─── READING TEXT ───

AI is having a huge impact on a diversity of businesses. To gain an insight, Digital Journal spoke with Experian’s Chief Scientist Shanji Xiong.
Xiong is the Chief Scientist and co-founder of the Experian Innovation Lab. With more than 30 years of experience, he has applied AI and machine learning to develop solutions in fraud detection, marketing, risk management, and identity resolution.
Xiong dives deep into solving complex business challenges with agentic and generative AI.
Digital Journal: What’s the biggest way AI is making a positive impact on businesses right now?
Shanji Xiong: The rise of no- and low-code AI has been a game-changer. Tools like our generative AI‑powered Experian Assistant use natural-language processing to make analytics accessible to more people, not just data scientists.
Experian Assistant is like having an Experian expert with you 24/7. It’s powered by decades of expertise in analytics, decisioning, and fraud prevention. Our clients across sectors—finance, healthcare, marketing, automotive—use it to develop models faster, gain insights more easily, and ultimately launch new products and services more efficiently.
Developers are using AI copilots to code faster and test more effectively, and business users can now explore data, simulate strategies, and gain insights in ways that were previously too complex or time-consuming.

───

### WORK INSTRUCTIONS:
1. From the interview with Shanji Xiong, list every sector named as home to clients who use Experian Assistant.
2. Using the interview with Shanji Xiong, answer these questions:
(a) How many years of experience does Xiong have?
(b) What technology does Experian Assistant use to make analytics accessible to more people?
(c) What are developers using AI copilots to do?
3. Carry on the interview with Shanji Xiong from its final paragraph.

─── SOURCE MATERIAL ───

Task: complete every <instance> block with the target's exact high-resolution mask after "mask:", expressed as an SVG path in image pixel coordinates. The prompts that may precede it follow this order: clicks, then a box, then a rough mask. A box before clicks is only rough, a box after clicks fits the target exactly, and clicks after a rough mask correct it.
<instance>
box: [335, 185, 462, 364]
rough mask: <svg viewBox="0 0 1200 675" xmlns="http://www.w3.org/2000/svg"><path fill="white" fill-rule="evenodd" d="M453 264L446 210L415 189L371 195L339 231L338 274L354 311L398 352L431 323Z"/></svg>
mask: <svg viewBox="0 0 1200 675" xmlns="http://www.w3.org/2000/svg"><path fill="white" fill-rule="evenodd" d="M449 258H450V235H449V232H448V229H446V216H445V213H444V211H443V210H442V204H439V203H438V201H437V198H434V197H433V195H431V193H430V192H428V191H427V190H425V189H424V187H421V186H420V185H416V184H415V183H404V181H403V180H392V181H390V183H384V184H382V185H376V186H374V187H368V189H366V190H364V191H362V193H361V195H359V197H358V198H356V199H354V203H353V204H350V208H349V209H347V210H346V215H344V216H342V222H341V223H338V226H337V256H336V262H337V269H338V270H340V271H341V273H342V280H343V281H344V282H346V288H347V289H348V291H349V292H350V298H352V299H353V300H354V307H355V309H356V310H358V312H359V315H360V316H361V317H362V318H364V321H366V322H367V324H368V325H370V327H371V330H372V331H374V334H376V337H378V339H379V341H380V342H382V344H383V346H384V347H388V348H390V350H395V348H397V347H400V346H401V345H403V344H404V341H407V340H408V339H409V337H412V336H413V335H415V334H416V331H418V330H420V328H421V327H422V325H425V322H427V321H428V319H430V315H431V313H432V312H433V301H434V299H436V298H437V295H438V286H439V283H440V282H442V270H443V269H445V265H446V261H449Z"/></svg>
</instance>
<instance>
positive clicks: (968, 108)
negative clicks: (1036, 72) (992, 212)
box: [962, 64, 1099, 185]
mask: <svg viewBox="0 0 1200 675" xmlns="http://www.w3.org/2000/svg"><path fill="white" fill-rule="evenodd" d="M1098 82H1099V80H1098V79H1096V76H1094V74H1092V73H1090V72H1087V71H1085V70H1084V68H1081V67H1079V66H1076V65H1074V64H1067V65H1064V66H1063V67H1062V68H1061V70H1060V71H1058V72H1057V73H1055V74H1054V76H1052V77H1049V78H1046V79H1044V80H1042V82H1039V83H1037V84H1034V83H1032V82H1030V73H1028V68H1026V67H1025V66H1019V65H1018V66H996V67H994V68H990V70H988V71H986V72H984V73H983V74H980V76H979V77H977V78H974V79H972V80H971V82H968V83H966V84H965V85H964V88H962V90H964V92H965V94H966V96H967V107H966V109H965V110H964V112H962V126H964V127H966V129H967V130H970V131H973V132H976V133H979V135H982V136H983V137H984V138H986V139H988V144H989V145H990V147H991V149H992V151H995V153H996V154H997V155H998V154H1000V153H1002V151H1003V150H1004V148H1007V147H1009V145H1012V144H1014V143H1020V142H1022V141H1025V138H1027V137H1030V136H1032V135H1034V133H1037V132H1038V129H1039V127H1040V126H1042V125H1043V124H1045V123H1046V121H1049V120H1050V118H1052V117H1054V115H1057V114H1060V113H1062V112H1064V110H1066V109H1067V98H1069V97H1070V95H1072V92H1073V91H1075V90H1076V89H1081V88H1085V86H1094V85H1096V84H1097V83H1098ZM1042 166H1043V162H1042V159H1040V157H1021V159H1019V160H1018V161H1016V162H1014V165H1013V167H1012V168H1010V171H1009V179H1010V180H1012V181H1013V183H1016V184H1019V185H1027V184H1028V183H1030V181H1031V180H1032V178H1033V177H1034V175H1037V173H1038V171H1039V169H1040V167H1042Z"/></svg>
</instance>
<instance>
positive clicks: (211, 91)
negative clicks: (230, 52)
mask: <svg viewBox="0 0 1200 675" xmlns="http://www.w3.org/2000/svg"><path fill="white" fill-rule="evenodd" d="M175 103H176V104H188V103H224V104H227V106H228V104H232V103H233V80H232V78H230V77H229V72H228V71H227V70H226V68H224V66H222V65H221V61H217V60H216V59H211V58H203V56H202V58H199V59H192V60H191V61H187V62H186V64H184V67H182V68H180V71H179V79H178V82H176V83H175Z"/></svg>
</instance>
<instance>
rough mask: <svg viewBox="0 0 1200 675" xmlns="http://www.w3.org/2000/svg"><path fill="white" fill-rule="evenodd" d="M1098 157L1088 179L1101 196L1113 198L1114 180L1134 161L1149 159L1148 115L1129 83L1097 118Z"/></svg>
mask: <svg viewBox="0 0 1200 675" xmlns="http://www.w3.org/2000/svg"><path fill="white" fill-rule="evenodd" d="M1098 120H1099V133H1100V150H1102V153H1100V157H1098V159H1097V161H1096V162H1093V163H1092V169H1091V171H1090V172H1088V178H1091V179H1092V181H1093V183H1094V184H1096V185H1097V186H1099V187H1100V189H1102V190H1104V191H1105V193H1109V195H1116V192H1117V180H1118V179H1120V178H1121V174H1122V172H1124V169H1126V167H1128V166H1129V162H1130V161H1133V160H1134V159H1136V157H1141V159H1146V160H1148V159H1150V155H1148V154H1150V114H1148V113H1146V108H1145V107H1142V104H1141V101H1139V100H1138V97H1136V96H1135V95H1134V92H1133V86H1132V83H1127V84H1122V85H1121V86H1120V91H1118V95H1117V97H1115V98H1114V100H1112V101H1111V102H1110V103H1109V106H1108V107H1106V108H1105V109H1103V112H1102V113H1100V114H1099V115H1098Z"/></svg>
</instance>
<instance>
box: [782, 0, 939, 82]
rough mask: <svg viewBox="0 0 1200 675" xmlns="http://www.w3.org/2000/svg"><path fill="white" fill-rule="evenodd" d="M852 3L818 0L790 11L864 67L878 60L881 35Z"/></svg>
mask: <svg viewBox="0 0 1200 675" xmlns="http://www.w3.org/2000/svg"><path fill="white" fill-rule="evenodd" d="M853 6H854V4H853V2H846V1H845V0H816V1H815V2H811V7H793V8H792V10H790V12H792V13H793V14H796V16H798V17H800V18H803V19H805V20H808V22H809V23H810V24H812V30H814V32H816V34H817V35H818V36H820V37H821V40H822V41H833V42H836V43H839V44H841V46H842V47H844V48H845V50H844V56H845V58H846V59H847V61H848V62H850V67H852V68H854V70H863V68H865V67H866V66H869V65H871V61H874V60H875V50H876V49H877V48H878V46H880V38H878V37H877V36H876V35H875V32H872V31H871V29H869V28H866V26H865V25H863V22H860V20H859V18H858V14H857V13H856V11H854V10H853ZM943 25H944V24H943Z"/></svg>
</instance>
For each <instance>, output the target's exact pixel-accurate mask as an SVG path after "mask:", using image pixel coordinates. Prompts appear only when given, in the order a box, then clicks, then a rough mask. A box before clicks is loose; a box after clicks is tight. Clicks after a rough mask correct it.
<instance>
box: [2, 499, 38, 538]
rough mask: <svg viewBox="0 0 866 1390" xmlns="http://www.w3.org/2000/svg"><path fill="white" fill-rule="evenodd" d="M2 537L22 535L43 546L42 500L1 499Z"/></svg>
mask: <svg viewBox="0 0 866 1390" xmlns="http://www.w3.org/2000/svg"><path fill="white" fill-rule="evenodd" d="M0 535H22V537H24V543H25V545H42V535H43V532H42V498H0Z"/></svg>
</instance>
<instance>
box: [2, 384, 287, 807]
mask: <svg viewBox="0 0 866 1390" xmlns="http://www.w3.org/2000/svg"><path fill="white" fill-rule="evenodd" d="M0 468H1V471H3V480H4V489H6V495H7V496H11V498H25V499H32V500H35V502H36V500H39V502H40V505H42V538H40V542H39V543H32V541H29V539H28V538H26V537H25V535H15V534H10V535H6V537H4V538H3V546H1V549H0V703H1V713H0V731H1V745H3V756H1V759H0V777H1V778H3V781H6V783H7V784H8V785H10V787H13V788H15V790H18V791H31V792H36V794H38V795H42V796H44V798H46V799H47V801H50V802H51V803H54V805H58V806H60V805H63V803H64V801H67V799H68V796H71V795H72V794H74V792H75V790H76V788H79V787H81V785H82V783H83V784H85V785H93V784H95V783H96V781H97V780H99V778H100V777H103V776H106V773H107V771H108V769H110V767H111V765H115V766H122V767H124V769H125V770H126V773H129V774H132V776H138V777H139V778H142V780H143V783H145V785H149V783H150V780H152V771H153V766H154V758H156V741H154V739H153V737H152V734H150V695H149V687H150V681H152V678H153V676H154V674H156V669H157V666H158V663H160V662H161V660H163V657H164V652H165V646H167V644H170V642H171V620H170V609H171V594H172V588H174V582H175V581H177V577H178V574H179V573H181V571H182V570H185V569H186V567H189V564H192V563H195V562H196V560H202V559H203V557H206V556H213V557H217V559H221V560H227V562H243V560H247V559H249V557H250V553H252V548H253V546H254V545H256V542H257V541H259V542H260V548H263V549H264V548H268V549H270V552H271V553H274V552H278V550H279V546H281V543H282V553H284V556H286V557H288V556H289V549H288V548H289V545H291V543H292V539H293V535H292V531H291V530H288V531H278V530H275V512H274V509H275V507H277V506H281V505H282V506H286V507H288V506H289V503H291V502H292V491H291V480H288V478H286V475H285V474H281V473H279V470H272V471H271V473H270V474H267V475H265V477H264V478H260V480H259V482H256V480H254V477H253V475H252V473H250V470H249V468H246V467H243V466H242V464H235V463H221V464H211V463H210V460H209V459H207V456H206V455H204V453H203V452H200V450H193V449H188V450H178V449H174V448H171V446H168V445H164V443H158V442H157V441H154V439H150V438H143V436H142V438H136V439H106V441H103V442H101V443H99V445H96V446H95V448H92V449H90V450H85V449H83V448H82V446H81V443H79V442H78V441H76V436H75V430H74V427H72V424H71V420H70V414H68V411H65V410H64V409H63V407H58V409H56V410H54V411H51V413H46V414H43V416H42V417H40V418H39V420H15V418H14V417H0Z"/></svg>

───

### TASK-BY-TASK ANSWERS:
1. Finance, healthcare, marketing, automotive

2.
(a) More than 30 years.
(b) Natural-language processing.
(c) To code faster and test more effectively.

3.
We’ve seen this firsthand. At Experian, engineers use AI to speed up code development dramatically. In one case, a data scientist with no prior experience in OCR (Optical Character Recognition) created a prototype in under an hour. That’s the kind of agility that AI now enables.
DJ: Based on your experience, what are five ways AI can solve complex business problems?
Xiong: Here are a few strategies to make the most out of AI to solve business challenges:
- Empowering Consumer Engagement and Education: AI virtual assistants can provide real-time support, from locking a credit file to explaining loan options. This builds consumer trust and improves satisfaction.
- Scaling Content and Knowledge: AI can generate marketing copy, training materials, and customer support scripts—turning static documents into living resources.
- Accelerating Development: Tools like GitHub Copilot have revolutionized how our engineers build and test code, improving productivity across teams.
- Enhancing Market Research: AI can analyze vast amounts of unstructured data—news, social media, earnings reports—to extract meaningful insights.
- Improving Risk and Fraud Management: We’ve patented generative AI methods for analyzing credit card transaction patterns to detect fraud. These models are now being used in production by major financial institutions.
DJ: How can smaller companies begin integrating AI, even with limited budgets?
Xiong: Start with business problem you wanted to tackle. You don’t need to train your own AI from scratch—platforms like ChatGPT and Claude are incredibly capable out of the box.
Focus on real pain points, like automating internal reporting or using AI chatbots for customer support. Then run small pilots with tools like Zapier, Notion AI, or Slack GPT. These are low-cost and low-risk, but can yield high returns.
Also, no-code platforms like Microsoft Power Platform and Airtable let teams build AI‑powered apps without a dedicated engineering staff. Starting small and thinking long-term builds the internal know-how to scale up effectively.
DJ: What advice do you have for business leaders who are still hesitant about adopting AI?
Xiong: I would encourage leaders to see AI as an enabler—just like the PC, mobile phones, or the internet were in their time. It’s no longer a niche technology. It’s an operational advantage.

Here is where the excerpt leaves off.